### What the task requires
The data below should be duplicated in full, unchanged.

### Records shown
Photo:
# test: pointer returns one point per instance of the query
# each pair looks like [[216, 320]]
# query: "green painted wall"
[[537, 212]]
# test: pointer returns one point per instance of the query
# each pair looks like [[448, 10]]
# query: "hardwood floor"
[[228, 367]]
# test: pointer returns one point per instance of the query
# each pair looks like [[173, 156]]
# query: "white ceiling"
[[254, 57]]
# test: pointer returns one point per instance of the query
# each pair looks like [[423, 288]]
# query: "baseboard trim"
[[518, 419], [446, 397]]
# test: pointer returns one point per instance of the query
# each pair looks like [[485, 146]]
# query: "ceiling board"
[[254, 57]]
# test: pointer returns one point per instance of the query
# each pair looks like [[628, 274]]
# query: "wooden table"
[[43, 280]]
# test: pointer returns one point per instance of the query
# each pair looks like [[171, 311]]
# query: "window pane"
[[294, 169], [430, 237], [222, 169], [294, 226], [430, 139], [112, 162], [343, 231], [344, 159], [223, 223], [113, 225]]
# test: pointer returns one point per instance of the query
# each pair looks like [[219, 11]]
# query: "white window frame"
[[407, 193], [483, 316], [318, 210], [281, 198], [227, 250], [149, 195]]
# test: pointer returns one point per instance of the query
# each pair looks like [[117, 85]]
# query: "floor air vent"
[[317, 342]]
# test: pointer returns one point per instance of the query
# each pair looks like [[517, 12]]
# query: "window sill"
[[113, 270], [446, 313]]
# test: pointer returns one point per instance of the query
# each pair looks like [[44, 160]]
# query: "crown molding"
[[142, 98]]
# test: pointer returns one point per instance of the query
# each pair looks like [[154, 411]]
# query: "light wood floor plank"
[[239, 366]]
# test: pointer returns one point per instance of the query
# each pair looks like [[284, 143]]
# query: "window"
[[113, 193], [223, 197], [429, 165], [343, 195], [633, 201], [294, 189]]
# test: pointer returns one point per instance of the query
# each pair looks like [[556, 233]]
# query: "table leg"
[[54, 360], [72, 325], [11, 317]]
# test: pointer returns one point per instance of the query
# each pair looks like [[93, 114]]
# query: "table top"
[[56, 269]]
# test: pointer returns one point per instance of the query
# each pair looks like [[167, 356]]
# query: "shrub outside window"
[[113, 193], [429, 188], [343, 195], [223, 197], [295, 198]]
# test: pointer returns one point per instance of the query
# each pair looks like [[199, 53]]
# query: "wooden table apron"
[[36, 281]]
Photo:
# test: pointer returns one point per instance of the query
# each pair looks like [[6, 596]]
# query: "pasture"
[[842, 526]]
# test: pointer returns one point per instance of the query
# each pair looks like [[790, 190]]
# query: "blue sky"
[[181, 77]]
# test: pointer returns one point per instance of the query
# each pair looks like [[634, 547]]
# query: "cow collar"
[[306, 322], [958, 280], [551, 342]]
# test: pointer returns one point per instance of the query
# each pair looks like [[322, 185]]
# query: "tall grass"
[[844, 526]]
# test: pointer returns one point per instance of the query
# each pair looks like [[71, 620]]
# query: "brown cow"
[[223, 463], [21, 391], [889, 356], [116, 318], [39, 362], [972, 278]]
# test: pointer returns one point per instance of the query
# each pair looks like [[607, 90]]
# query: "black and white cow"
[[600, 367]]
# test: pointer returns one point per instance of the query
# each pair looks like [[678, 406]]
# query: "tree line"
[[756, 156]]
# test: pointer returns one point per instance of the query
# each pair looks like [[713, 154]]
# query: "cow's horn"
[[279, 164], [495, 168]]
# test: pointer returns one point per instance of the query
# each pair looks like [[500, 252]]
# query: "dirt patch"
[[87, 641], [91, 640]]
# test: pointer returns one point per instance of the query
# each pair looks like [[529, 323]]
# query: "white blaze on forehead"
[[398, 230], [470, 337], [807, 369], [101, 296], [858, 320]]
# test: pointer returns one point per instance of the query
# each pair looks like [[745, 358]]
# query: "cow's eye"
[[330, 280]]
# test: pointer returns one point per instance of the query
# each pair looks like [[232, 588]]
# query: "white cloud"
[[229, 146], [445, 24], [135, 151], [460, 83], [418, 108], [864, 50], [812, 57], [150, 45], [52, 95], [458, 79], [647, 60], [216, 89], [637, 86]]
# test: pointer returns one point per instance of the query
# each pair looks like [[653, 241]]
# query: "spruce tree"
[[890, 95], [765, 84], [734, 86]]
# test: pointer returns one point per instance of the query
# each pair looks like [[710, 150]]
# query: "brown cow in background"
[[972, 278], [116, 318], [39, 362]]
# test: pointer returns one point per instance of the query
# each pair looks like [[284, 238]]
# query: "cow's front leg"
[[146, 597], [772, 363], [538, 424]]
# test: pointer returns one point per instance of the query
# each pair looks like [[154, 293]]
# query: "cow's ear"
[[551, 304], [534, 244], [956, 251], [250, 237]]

### Answer to this exercise
Photo:
# test: pointer returns one point per instance of the query
# each pair looks like [[216, 320]]
# query: "green painted wall"
[[537, 212]]
# test: pointer returns one point per instance of the query
# each pair looks like [[448, 10]]
# query: "hardwood floor"
[[228, 367]]
# test: pointer returns one point per instance of the query
# each pair looks like [[173, 156]]
# query: "white ceiling"
[[254, 57]]
# test: pointer returns one point per instance of the query
# each pair looks like [[423, 288]]
# query: "baseboard trim"
[[518, 419], [446, 397]]
# test: pointer returns one point per instance of the query
# each pair looks like [[485, 146]]
# query: "ceiling board"
[[254, 57]]
# test: pointer returns one point per instance of the query
# each pair looks like [[628, 274]]
# query: "wooden table"
[[43, 280]]
# test: pointer returns one point per instance of the query
# each pair looks like [[171, 311]]
# query: "window pane"
[[294, 169], [430, 237], [222, 169], [294, 226], [430, 139], [112, 162], [343, 231], [344, 159], [223, 223], [113, 225]]
# test: pointer returns one point per instance of the query
# each pair looks like [[219, 11]]
# query: "white window frame"
[[407, 193], [483, 316], [318, 210], [281, 198], [227, 250], [149, 195]]
# test: pointer returns one point per instance of the query
# each pair looks like [[117, 85]]
# query: "floor air vent"
[[317, 342]]
# test: pointer returns one point per instance of the query
# each pair looks like [[517, 12]]
# query: "window sill"
[[113, 270], [446, 313]]
# test: pointer returns one point per instance of the query
# each pair looks like [[44, 160]]
# query: "crown molding"
[[142, 98]]
# test: pointer returns one point per instance of the query
# each pair looks like [[154, 411]]
# query: "light wood floor plank"
[[239, 366]]
# test: pointer returns one point per instance of the query
# each pair looks like [[284, 143]]
# query: "window"
[[113, 193], [223, 197], [429, 165], [343, 195], [633, 201], [294, 189]]
# test: pointer returns one point per instance of the query
# each pair looks like [[556, 233]]
# query: "table leg"
[[54, 360], [72, 325], [11, 317]]
# test: pointer returns one point per instance of the query
# each pair looks like [[93, 114]]
# query: "table top"
[[56, 269]]
# test: pointer returns one point per instance of the query
# each pair looks like [[167, 356]]
# query: "shrub outside window"
[[113, 193], [429, 188], [343, 195], [223, 197], [295, 198]]
# test: pointer returns one point per instance of the query
# each pair looks like [[199, 53]]
# query: "wooden table apron"
[[36, 281]]
Photo:
# test: pointer returns one point per instance of the query
# each pair looks like [[6, 596]]
# query: "pasture"
[[842, 526]]
# test: pointer returns one point per instance of the query
# each pair looks like [[790, 190]]
# query: "blue sky"
[[181, 77]]
# test: pointer returns one point per instance of the query
# each pair looks like [[634, 547]]
# query: "cow collar"
[[306, 322], [958, 280], [551, 342]]
# test: pointer returns one point per instance of the query
# each pair looks like [[322, 185]]
# query: "tall grass"
[[844, 526]]
# test: pointer returns one point per instance of the query
# each pair looks like [[71, 620]]
# query: "brown cow"
[[223, 463], [21, 391], [889, 356], [116, 318], [39, 362], [972, 278]]
# test: pointer returns one point per instance of the query
# each pair looks like [[607, 90]]
# query: "black and white cow"
[[600, 367]]
# test: pointer returns one point per instance of the query
# each pair looks like [[678, 406]]
# query: "tree line"
[[756, 156]]
# test: pointer returns one point per instance of the query
# each pair looks like [[713, 154]]
# query: "cow's horn"
[[279, 164], [495, 168]]
# test: pointer returns one point per instance of the query
# each pair looks like [[500, 252]]
# query: "dirt patch"
[[87, 641], [91, 640]]
# test: pointer returns one point per instance of the query
# each pair looks like [[529, 323]]
# query: "white blaze on forehead"
[[398, 230], [470, 337], [807, 369], [101, 296], [858, 320]]
# test: pointer returns one point per instance of the query
# each pair looks like [[745, 358]]
# query: "cow's eye"
[[330, 280]]
# test: pointer returns one point per instance of the query
# each pair looks like [[232, 588]]
# query: "white cloud"
[[229, 146], [445, 24], [135, 151], [460, 83], [418, 108], [864, 50], [812, 57], [150, 45], [52, 95], [458, 79], [647, 60], [216, 89], [637, 86]]
# test: pointer returns one point per instance of the query
# each pair looks like [[653, 241]]
# query: "spruce tree"
[[890, 95], [765, 84], [734, 86]]
# test: pointer returns one point per instance of the query
# each pair looks like [[710, 150]]
# query: "brown cow in background"
[[972, 278], [116, 318], [39, 362]]
# test: pointer returns one point per instance of the query
# each pair looks like [[284, 238]]
# query: "cow's front leg"
[[146, 597], [772, 363], [538, 424]]
# test: pointer returns one point per instance of the query
# each pair looks like [[154, 293]]
# query: "cow's ear"
[[551, 304], [534, 244], [956, 251], [250, 237]]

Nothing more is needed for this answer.